## Work item
Output nothing but the lines from the line with "the black tire" through the end of the listing below, both ends included.

▼▼▼

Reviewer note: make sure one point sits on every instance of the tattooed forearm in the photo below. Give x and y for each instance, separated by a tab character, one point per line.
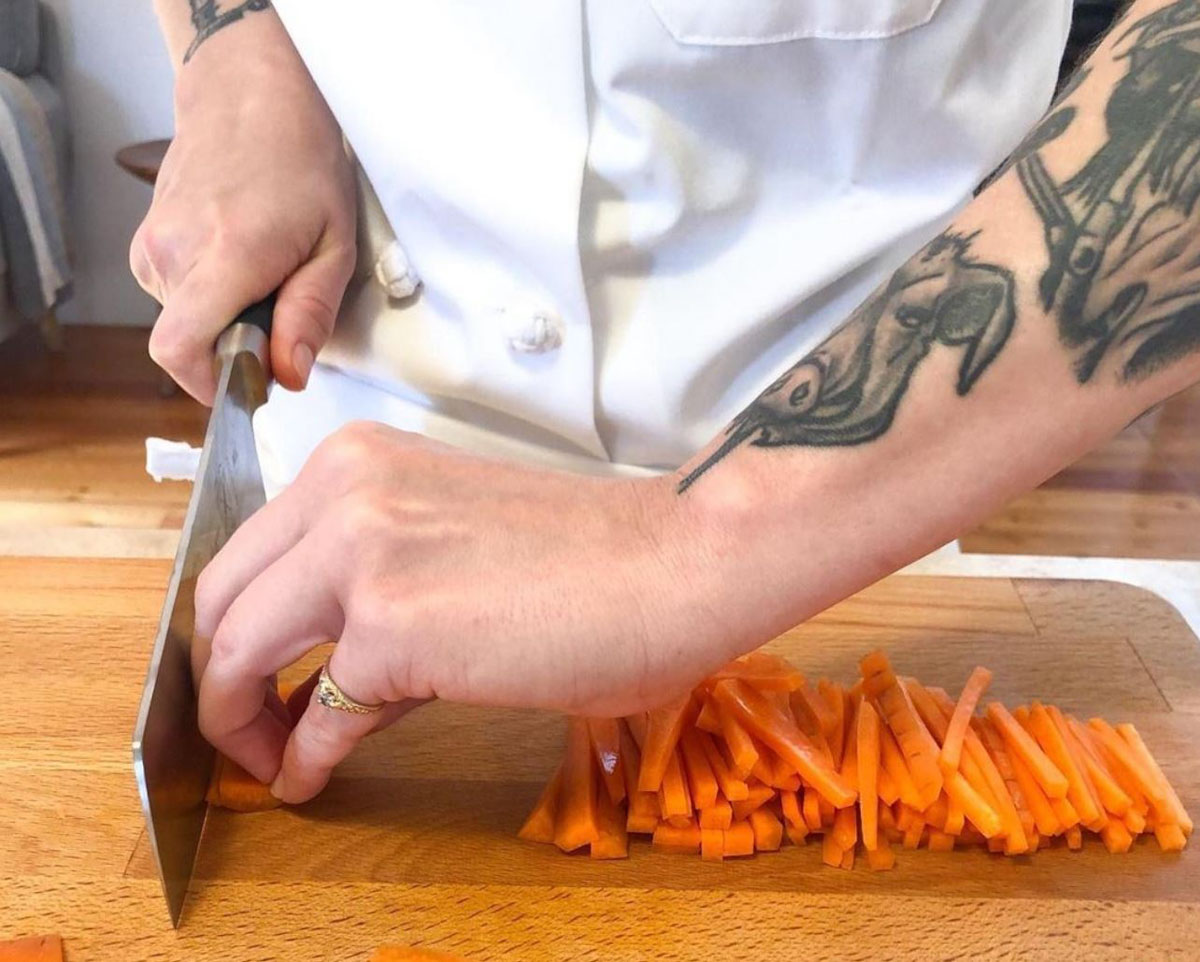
1123	278
209	17
849	389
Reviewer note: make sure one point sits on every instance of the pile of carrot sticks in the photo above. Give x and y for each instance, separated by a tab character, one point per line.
756	753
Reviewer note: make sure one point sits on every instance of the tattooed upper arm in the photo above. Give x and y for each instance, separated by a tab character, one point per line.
1122	280
210	16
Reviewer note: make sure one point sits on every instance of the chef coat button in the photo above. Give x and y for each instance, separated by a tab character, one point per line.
395	274
537	331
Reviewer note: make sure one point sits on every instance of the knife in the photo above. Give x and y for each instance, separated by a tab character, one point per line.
172	761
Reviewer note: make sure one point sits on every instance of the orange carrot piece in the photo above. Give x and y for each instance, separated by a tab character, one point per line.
605	738
952	745
738	839
913	738
719	816
868	764
845	828
237	789
973	806
712	845
539	827
1170	837
759	795
790	806
675	799
1023	745
701	780
663	729
768	830
831	852
1173	804
576	822
881	858
732	787
35	949
897	768
613	841
708	720
1048	735
779	732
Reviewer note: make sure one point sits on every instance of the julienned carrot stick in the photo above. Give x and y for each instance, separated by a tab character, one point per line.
732	787
1043	728
780	733
673	795
918	746
1021	745
576	822
952	746
613	841
701	780
1174	805
663	729
868	763
539	827
606	747
768	830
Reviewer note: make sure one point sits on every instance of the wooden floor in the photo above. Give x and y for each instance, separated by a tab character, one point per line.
72	428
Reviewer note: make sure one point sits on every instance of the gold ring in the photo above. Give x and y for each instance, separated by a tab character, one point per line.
331	696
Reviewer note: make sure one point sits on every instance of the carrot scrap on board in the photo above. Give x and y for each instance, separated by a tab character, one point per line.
755	757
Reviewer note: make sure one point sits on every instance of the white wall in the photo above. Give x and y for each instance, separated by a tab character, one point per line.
117	80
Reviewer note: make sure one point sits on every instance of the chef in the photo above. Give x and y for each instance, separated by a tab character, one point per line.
658	325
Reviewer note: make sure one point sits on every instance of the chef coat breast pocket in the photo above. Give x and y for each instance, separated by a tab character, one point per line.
743	23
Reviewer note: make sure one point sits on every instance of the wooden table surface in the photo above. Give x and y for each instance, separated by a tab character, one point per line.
413	842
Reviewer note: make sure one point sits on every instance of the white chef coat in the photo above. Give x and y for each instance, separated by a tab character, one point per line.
628	216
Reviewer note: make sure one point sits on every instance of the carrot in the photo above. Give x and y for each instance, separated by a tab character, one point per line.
1173	804
539	827
845	828
663	729
1023	745
712	845
708	720
1048	735
952	745
669	837
675	799
768	830
606	747
780	733
234	788
732	787
892	759
738	839
36	949
881	858
868	763
719	816
576	823
760	794
918	746
613	841
701	780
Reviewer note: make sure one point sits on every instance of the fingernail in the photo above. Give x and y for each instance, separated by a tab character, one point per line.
301	358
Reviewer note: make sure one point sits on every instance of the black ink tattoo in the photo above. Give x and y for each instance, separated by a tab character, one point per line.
208	18
1123	278
847	390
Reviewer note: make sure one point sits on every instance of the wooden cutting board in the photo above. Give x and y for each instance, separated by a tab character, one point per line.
414	841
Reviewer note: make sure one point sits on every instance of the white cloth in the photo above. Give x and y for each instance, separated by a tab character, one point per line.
628	215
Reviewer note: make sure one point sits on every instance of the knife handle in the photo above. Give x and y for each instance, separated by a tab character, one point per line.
250	332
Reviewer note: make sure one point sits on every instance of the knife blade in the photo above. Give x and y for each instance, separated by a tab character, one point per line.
172	761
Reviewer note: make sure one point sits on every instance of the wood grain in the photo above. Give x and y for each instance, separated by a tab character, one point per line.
413	842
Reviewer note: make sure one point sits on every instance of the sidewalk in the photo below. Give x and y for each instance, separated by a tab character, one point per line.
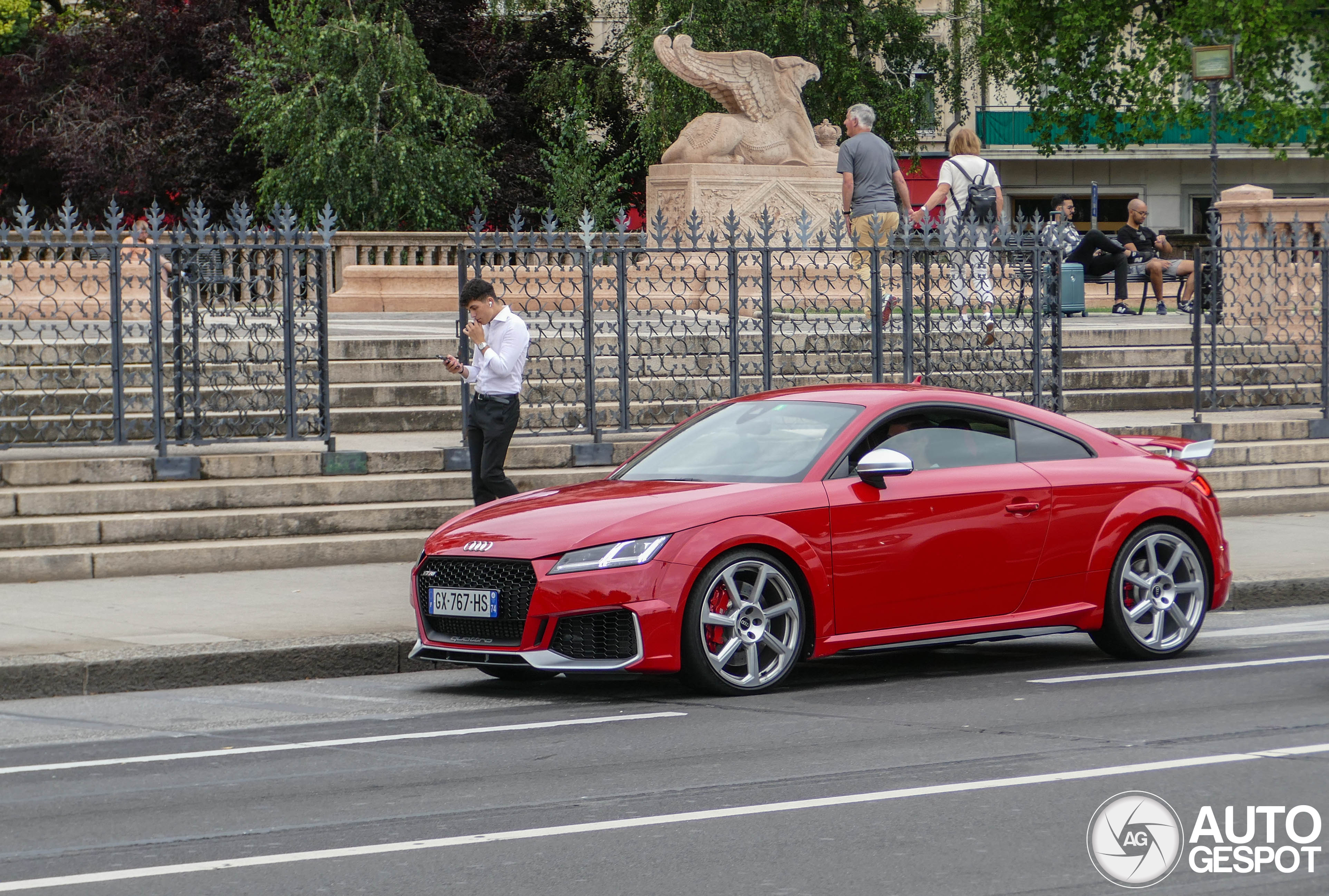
276	625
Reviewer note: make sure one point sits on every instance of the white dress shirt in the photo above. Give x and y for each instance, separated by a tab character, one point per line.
497	369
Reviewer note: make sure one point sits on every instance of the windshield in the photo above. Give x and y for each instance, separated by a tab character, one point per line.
750	442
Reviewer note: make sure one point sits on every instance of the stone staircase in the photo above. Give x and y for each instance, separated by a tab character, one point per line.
91	518
103	518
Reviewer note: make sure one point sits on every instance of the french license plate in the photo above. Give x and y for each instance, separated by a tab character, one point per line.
464	601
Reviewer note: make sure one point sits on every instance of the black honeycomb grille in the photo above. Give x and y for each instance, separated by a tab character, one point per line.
596	636
515	580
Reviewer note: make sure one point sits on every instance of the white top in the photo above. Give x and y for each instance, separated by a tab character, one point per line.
497	369
973	167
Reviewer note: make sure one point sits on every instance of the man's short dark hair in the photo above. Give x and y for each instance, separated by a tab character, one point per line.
476	290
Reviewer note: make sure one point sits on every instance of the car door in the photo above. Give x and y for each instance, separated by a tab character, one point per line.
957	539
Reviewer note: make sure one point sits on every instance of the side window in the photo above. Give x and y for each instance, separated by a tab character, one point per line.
941	439
1036	443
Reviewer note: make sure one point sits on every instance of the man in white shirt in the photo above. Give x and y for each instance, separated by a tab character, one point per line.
500	340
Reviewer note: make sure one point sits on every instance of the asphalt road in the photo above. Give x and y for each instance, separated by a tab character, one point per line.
940	771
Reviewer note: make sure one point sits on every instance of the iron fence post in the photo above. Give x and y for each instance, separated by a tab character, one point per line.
907	300
1203	276
734	319
117	351
589	340
155	341
1324	331
1036	311
621	286
324	271
767	354
875	301
288	334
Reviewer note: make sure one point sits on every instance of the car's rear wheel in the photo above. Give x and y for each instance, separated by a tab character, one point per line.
518	673
743	625
1157	596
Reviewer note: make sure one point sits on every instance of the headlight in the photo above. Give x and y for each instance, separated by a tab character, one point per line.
623	553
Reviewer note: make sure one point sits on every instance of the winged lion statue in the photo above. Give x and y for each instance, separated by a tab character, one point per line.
766	123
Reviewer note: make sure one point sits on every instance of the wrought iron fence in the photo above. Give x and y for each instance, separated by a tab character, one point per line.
1260	341
191	334
635	331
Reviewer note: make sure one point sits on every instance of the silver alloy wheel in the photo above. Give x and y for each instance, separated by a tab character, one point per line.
1162	592
750	624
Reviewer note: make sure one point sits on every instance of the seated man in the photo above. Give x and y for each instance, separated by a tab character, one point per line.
1138	238
1095	250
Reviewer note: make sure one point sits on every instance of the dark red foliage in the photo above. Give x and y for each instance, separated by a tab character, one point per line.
133	108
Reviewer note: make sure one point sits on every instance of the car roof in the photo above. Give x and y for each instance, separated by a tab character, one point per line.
883	397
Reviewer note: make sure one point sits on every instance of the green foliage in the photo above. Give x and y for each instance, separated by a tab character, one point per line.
340	100
15	22
585	165
1121	72
867	53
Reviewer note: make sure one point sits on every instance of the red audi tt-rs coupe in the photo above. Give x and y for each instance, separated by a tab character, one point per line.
805	523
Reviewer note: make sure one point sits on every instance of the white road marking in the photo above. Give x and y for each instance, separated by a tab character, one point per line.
650	821
1287	628
340	742
1141	673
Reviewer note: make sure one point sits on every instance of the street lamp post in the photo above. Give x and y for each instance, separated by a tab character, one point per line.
1213	64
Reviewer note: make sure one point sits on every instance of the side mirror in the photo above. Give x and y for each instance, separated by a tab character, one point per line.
880	463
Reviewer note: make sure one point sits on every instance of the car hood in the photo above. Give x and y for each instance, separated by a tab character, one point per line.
554	520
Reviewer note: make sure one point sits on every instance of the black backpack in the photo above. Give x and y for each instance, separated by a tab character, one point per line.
981	202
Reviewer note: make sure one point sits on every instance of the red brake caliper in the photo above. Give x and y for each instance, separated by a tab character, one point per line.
720	604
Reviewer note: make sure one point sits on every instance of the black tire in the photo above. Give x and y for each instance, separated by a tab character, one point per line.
774	640
518	673
1161	580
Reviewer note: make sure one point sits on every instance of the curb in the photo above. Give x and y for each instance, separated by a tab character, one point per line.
248	662
238	662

▲▲▲

## Result of the task
Reviewer note: make sure one point sits on every instance of the black tire in the photo above. Give x and y for each instance, separated by a tab character, one point per line.
774	640
518	673
1161	580
Reviewer note: make sure one point sits on every instance of the curb in the photo above. Give x and y for each instance, separated by a tab character, one point per line.
248	662
238	662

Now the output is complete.